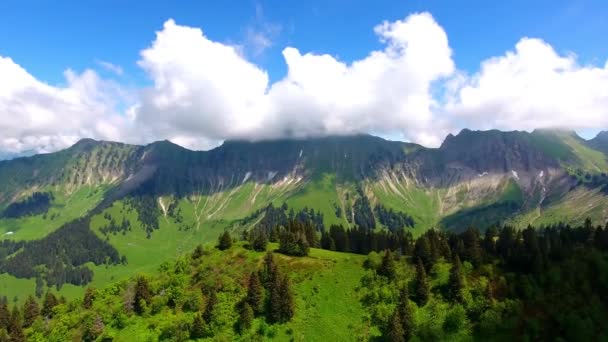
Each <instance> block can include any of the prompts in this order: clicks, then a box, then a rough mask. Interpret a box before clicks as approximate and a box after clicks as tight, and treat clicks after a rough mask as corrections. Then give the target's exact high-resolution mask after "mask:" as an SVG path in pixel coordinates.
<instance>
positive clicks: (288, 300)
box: [279, 275, 296, 322]
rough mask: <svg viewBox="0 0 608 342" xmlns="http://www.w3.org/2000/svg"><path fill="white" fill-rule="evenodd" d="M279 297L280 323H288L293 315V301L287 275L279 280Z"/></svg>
mask: <svg viewBox="0 0 608 342" xmlns="http://www.w3.org/2000/svg"><path fill="white" fill-rule="evenodd" d="M279 292H280V296H281V322H288V321H289V320H291V318H292V317H293V315H294V314H295V304H296V303H295V299H294V296H293V290H292V288H291V281H290V280H289V277H288V276H287V275H284V276H283V279H281V287H280V289H279Z"/></svg>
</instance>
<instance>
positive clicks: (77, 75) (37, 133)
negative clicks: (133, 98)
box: [0, 56, 123, 152]
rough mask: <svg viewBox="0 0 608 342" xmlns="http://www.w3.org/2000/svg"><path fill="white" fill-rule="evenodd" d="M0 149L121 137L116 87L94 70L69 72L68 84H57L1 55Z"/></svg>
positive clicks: (15, 150) (64, 144) (8, 149)
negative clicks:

Problem requirements: Scan the data above. Return every line with "clicks" in it.

Response to the exercise:
Each <instance> block can include any of the prompts in this order: clicks, then a box, then a rough mask. Interpret a box before clicks as approximate and a box after clicks as tight, and treat clicks after a rough mask as corrections. Then give the target's exact high-resolution mask after "mask:" as an SVG path in pixel coordinates.
positive clicks: (288, 300)
positive clicks: (77, 75) (37, 133)
negative clicks: (133, 98)
positive clicks: (15, 150) (64, 144) (8, 149)
negative clicks:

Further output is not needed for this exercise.